**Document segment**
┏━━

Appendix A. Mathematical Model

Appendix A.1. Sets and Indices

$E$ : set of maintenance tasks (each task e is located at facility $L_{e}$ ).
$R$ : set of technicians.
For each $r \in R$ , define artificial depot nodes $o_{r}$ (start) and $d_{r}$ (end).
Let $V_{r} : = {o_{r}, d_{r}} \cup E$ denote the node set for technician r.

Appendix A.2. Parameters

Task windows: feasible $[w_{e}^{s t a r t}, w_{e}^{e n d}]$ ; predicted failure window $[b_{e}^{s t a r t}, b_{e}^{e n d}]$ .
Technician availability: $[a_{r}^{s t a r t}, a_{r}^{e n d}]$ .
Travel times: $τ_{i, j}$ for $i, j \in E \cup {o_{r}, d_{r}}$ ; processing times $t_{e}$ .
Costs: activation $d_{r}$ , hourly $c_{r}$ , risk rate $ρ_{e}$ , lateness rate $λ_{e}$ .
Skills: each task e requires skill $p_{e}$ ; technician r has skill set $q_{r}$ .
Big-M constant M.

Appendix A.3. Decision Variables

$x_{e, r} \in {0, 1}$ : 1 if task e is assigned to technician r.
$y_{r} \in {0, 1}$ : 1 if technician r is activated.
$z_{i, j, r} \in {0, 1}$ : 1 if technician r travels from i to j, for $i, j \in V_{r}$ .
$S_{e} \geq 0$ : start time of task e.
$σ_{r}, ω_{r} \geq 0$ : route start/end times of technician r.
$u_{e}, h_{e}, l_{e} \geq 0$ : auxiliary for risk exposure ( $u_{e}$ ), capped exposure ( $h_{e}$ ), and lateness ( $l_{e}$ ).

Appendix A.4. Objective

min \sum_{r \in R} d_{r} y_{r} + \sum_{r \in R} c_{r} (ω_{r} - σ_{r}) + \sum_{e \in E} ρ_{e} h_{e} + \sum_{e \in E} λ_{e} l_{e}

Appendix A.5. Constraints

Assignment and activation.

\sum_{r : p_{e} \in q_{r}} x_{e, r} = 1 \forall e \in E

y_{r} \geq x_{e, r} \forall r \in R, \forall e \in E

Optionally enforce non-empty route when activated:

\sum_{e \in E} x_{e, r} \geq y_{r} \forall r \in R .

Flow balance and linking z with x.

For each technician r:

\sum_{j \in V_{r}} z_{o_{r}, j, r} = y_{r}, \sum_{i \in V_{r}} z_{i, d_{r}, r} = y_{r} .

┗━━

**Source information**

┏━━

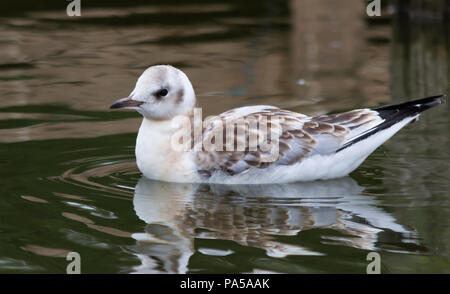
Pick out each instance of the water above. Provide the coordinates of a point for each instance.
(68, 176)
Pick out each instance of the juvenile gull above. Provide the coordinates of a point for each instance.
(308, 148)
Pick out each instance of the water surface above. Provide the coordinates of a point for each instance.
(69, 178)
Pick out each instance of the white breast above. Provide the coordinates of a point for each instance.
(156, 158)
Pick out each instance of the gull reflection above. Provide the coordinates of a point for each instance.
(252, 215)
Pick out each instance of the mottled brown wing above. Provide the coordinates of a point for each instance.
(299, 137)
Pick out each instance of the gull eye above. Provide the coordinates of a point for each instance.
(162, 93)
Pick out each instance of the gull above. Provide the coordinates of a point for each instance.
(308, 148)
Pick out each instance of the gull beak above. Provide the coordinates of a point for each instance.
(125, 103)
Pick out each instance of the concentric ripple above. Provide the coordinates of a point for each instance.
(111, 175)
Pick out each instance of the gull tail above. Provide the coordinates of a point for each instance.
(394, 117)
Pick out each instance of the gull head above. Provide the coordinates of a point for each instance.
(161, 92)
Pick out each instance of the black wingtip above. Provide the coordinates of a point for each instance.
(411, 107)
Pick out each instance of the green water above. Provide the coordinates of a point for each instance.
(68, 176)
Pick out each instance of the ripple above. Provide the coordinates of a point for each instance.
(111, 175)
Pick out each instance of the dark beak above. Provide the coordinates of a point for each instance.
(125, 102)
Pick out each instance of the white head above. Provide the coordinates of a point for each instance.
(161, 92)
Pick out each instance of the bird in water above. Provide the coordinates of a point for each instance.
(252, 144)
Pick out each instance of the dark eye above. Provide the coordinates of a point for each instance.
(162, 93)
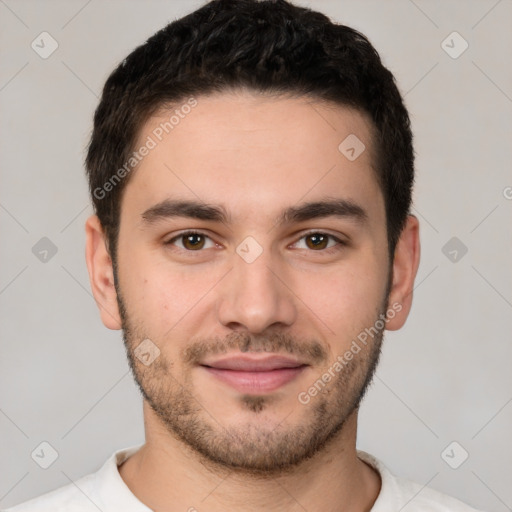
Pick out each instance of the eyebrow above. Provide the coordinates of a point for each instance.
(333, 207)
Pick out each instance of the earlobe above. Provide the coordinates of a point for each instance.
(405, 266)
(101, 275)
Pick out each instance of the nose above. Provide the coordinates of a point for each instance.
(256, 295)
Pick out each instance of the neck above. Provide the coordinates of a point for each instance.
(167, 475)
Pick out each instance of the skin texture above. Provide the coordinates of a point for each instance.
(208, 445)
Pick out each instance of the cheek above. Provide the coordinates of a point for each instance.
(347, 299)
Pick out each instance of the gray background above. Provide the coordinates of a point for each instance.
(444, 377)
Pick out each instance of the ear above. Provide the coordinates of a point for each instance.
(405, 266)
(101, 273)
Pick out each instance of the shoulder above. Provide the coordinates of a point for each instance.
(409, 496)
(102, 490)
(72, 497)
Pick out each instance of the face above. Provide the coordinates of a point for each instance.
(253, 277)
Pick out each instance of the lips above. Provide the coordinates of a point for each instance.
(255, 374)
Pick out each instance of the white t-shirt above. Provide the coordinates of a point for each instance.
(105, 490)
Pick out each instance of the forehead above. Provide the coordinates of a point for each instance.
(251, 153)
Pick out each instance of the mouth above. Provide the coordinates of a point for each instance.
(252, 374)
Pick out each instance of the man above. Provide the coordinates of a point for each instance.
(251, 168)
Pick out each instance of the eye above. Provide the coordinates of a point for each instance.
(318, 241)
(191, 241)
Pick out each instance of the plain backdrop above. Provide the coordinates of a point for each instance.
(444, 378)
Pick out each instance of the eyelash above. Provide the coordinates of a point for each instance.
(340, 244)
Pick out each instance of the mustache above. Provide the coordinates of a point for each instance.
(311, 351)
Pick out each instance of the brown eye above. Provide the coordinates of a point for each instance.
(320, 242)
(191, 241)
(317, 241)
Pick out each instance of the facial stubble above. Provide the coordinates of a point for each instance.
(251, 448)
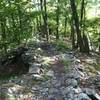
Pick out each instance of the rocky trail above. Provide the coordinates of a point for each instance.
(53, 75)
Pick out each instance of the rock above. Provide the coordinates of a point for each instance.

┗━━

**Tasks and exercises**
**A)** Answer these questions about the mathematical model appendix, one per line:
(i) What is the set of technicians called?
(ii) What does the variable $S_{e}$ represent?
(iii) Which skill does each task e require?
**B)** Reproduce the mathematical model appendix word for word, starting with "Appendix A. Mathematical" and going on through "for technician r.".
**C)** Write the next part of the mathematical model appendix, picking up right after its last line.

**Outputs in order**
**A)**
(i) $R$
(ii) The start time of task e
(iii) Skill $p_{e}$

**B)**
Appendix A. Mathematical Model

Appendix A.1. Sets and Indices

$E$ : set of maintenance tasks (each task e is located at facility $L_{e}$ ).
$R$ : set of technicians.
For each $r \in R$ , define artificial depot nodes $o_{r}$ (start) and $d_{r}$ (end).
Let $V_{r} : = {o_{r}, d_{r}} \cup E$ denote the node set for technician r.

**C)**
For each task e and technician r:

\sum_{j \in V_{r}} z_{e, j, r} = x_{e, r}, \sum_{i \in V_{r}} z_{i, e, r} = x_{e, r} .

Task and technician time windows (with big-M linking).

w_{e}^{s t a r t} \leq S_{e} \leq w_{e}^{e n d} - t_{e} \forall e \in E

S_{e} \geq a_{r}^{s t a r t} - M (1 - x_{e, r}), S_{e} \leq a_{r}^{e n d} - t_{e} + M (1 - x_{e, r}) \forall e, r .

Route timing and precedence (arc-conditional).

For any arc

(i, j)

used by r with

i, j \in E

:

S_{j} \geq S_{i} + t_{i} + τ_{i, j} - M (1 - z_{i, j, r}) .

From start depot to first task:

S_{e} \geq σ_{r} + τ_{o_{r}, e} - M (1 - z_{o_{r}, e, r}) \forall e, r .

From last task to end depot:

ω_{r} \geq S_{e} + t_{e} + τ_{e, d_{r}} - M (1 - z_{e, d_{r}, r}) \forall e, r .

Bounds linking route times to activation (no overtime):

a_{r}^{s t a r t} y_{r} \leq σ_{r} \leq a_{r}^{e n d} + M (1 - y_{r}), ω_{r} \geq σ_{r}, ω_{r} \leq a_{r}^{e n d} + M (1 - y_{r}) .

Risk exposure (capped) and lateness.

Define pre-late exposure and lateness (positive parts):

u_{e} \geq S_{e} - b_{e}^{s t a r t}, u_{e} \geq 0 \forall e,

l_{e} \geq S_{e} - b_{e}^{e n d}, l_{e} \geq 0 \forall e .

Link and cap risk exposure strictly within the failure window:

h_{e} \geq u_{e} - l_{e}, h_{e} \leq u_{e}, h_{e} \leq b_{e}^{e n d} - b_{e}^{s t a r t}, h_{e} \leq (b_{e}^{e n d} - b_{e}^{s t a r t}) - l_{e}, h_{e} \geq 0 \forall e .

This formulation establishes a link between z and x through task-level flow balance. It ensures the commencement and termination of depot operations, adheres to time constraints defined by large-M activation links, and prevents overlaps through arc-conditional precedence. Furthermore, it separates and limits risk exposure associated with lateness. Positive travel and service times, coupled with arc-conditional precedence, effectively prevent the recurrence of cycles.

Appendix B. Software Architecture

This appendix outlines the software architecture realizing the hybrid GA + DRL framework.

Appendix B.1. Domain and Scheduling Model

“Equipment”, “Technician”, and “Facility”: classes represent immutable domain entities.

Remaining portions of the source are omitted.